#### Text block
# Kung Pow Movie



## arnisador (Jan 15, 2002)

Kaith, we may need a martial arts movies forum.

Does anyone know anything about the martial arts background of Kung Pow star/writer/directerSteve Oedekerk?

I'll look forward to seeing a review of the movie; the one comment on the IMDb web site is quite negative.


----------



## fist of fury (Jan 15, 2002)

I haven't heard of him before. I'll go see it any way just because it's an M.A flick.


----------



## Rob_Broad (Jan 15, 2002)

I have seen the commercials for this movie, and it looks to be a complete waste of my time.  It seems to me that movies like this leave those seeing it dumber when they left than when they walked in.


----------



## Bob Hubbard (Jan 15, 2002)

Martial Arts movies go in the Sports Entertainment forum.


----------



## arnisador (Jan 15, 2002)

> _Originally posted by Kaith Rustaz _
> *Martial Arts movies go in the Sports Entertainment forum.*



Looking again at the description I see that this is so! I had thought it was pro-wrestling only. Sorry!

Please direct any future responses to this thread there!


----------



## deadhand31 (Jan 24, 2002)

:lol:
Hey, it's bound to be one of those movies that's so stupid it's funny. And honestly, somebody whose seen the dubbed version of even the old Bruce Lee movies has to appreciate it. The actors in Lee's old movies were all terrible play actors! (well, except for Enter the Dragon). This is simply a parody, exagherration of things that were just plain silly in the old kung fu movies. Although it might be able to do without Whoa the mono-boobed woman, or the Matrix-esque cowfight. Either way, it's still bound to be pretty funny.

:fart: :fart:


----------



## arnisador (Mar 18, 2002)

I never got around to seeing it--I'll have to wait until it's on HBO.


----------



## fist of fury (Mar 19, 2002)

You're not missing much it had it's moments but waiting for it to hit hbo is best if you haven't seen it.


----------



## BlastU (Apr 1, 2002)

Stero-type movies that are made for entertainment are, well, sort of intimidating.

I have seen this, it's funny, I don't feel like making "lol" thingies at it right now though.


----------



## daniel_r (Apr 4, 2002)

Cant say i have ever heard of him either


----------

#### Entries provided
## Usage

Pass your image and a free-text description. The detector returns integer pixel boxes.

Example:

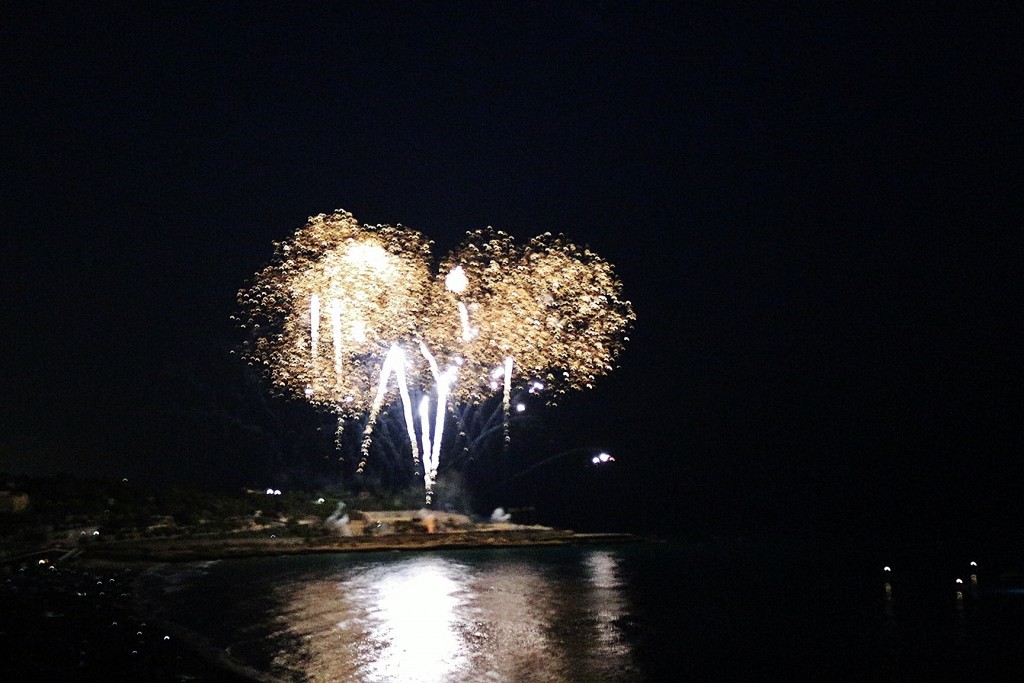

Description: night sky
[0,1,1024,543]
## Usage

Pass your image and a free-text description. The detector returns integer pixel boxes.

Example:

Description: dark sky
[0,1,1024,539]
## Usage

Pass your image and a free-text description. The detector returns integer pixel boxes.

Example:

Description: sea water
[144,542,1024,682]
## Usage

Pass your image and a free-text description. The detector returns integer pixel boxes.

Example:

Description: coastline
[80,527,641,562]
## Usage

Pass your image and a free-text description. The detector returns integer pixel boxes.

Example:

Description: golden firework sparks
[239,210,635,502]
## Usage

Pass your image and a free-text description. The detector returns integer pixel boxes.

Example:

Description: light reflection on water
[264,550,633,683]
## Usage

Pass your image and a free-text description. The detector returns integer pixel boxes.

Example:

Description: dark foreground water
[130,543,1024,682]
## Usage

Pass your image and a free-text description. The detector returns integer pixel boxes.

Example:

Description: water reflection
[266,550,633,683]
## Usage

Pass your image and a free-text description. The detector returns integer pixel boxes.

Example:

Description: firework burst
[239,211,634,504]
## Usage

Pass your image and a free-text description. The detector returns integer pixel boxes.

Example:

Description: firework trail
[239,210,635,502]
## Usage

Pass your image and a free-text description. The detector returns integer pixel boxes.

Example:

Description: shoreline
[77,527,642,562]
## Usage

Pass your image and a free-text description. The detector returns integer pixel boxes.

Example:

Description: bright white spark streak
[459,301,477,341]
[502,355,512,443]
[331,299,342,384]
[427,368,455,486]
[420,394,431,471]
[309,294,319,361]
[394,349,420,467]
[444,265,469,294]
[356,344,420,472]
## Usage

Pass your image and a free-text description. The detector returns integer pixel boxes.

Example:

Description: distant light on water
[367,558,464,681]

#### Instruction A
List every different username that appears in a post header of the Kung Pow thread, in the order each first posts.
#### Instruction B
Write out everything in the Kung Pow thread from "Does anyone know" down to "fury (Jan 15, 2002)", word for word.

#### Written answer A
arnisador
fist of fury
Rob_Broad
Bob Hubbard
deadhand31
BlastU
daniel_r

#### Written answer B
Does anyone know anything about the martial arts background of Kung Pow star/writer/directerSteve Oedekerk?

I'll look forward to seeing a review of the movie; the one comment on the IMDb web site is quite negative.


----------



## fist of fury (Jan 15, 2002)